--- Begin ---

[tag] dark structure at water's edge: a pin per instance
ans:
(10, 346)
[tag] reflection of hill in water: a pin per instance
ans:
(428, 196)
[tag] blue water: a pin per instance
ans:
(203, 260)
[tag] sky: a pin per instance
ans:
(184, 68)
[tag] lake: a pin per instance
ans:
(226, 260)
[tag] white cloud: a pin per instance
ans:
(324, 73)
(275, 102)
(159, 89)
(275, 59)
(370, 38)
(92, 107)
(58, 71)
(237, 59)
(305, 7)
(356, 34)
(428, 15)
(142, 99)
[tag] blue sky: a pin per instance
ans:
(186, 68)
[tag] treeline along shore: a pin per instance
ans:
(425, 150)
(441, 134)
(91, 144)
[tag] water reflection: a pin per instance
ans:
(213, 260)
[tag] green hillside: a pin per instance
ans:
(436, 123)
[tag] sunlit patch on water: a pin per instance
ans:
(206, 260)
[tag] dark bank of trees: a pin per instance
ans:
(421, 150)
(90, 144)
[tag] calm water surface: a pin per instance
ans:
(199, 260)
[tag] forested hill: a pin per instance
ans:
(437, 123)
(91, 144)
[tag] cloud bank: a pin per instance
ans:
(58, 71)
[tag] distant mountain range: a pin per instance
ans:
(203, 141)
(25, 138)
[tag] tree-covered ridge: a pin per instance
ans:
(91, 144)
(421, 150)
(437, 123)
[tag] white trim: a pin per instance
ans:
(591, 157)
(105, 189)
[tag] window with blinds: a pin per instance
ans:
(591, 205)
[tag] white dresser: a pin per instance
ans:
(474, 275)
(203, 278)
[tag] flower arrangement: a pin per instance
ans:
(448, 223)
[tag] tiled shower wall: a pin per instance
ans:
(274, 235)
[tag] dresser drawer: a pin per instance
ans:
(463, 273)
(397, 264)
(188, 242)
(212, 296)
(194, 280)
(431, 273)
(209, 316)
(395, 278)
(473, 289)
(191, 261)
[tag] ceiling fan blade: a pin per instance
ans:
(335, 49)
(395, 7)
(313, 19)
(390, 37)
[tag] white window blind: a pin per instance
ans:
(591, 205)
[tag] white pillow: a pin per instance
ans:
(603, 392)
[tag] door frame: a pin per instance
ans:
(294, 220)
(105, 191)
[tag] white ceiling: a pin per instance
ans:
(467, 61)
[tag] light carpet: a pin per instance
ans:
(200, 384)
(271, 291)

--- End ---

Copy out all of the items above word for word, leaving nothing out.

Written response:
[tag] dark structure at water's edge: a pin per instance
ans:
(10, 346)
[tag] reflection of hill in water: a pin per instance
ans:
(428, 196)
[tag] blue water: a pin per instance
ans:
(203, 260)
[tag] sky: a pin per instance
ans:
(184, 68)
[tag] lake: a pin per instance
ans:
(226, 260)
[tag] white cloud: a pin per instance
ans:
(324, 73)
(275, 102)
(159, 89)
(275, 59)
(370, 38)
(92, 107)
(58, 71)
(237, 59)
(305, 7)
(356, 34)
(428, 15)
(142, 99)
[tag] blue sky: a pin per instance
ans:
(186, 68)
[tag] treeline along shore: a pin per instance
ans:
(425, 150)
(441, 134)
(91, 144)
[tag] water reflection: a pin per instance
ans:
(213, 260)
[tag] green hillside: a pin per instance
ans:
(436, 123)
[tag] sunlit patch on water: a pin per instance
ans:
(206, 260)
[tag] dark bank of trees: a pin per instance
ans:
(421, 150)
(90, 144)
[tag] calm water surface: a pin per instance
ans:
(199, 260)
[tag] forested hill: a pin per instance
ans:
(437, 123)
(91, 144)
[tag] cloud bank: a pin per instance
ans:
(58, 71)
[tag] distant mountain range: a pin per instance
ans:
(203, 141)
(25, 138)
[tag] tree-covered ridge: a pin per instance
ans:
(91, 144)
(421, 150)
(437, 123)
[tag] white trim: a pin per instance
ans:
(591, 157)
(105, 189)
[tag] window with blinds: a pin per instance
ans:
(591, 205)
[tag] white dresser: a pin per instance
ans:
(474, 275)
(203, 278)
[tag] flower arrangement: a pin per instance
ans:
(448, 223)
[tag] tiled shower wall: a pin per instance
ans:
(274, 235)
[tag] dresser drawer: a pin per instance
ans:
(463, 273)
(397, 264)
(188, 242)
(212, 296)
(194, 280)
(431, 273)
(209, 316)
(395, 278)
(473, 289)
(191, 261)
[tag] ceiling fan blade: a pin per instance
ans:
(335, 49)
(395, 7)
(313, 19)
(390, 37)
[tag] white window blind: a pin per instance
ans:
(591, 205)
[tag] white pillow: a pin per instance
ans:
(603, 392)
[tag] door frame: a pin per instance
ans:
(294, 220)
(105, 191)
[tag] white ceiling: a pin per instance
ans:
(467, 61)
[tag] light carpet: a pin per instance
ans:
(200, 384)
(271, 291)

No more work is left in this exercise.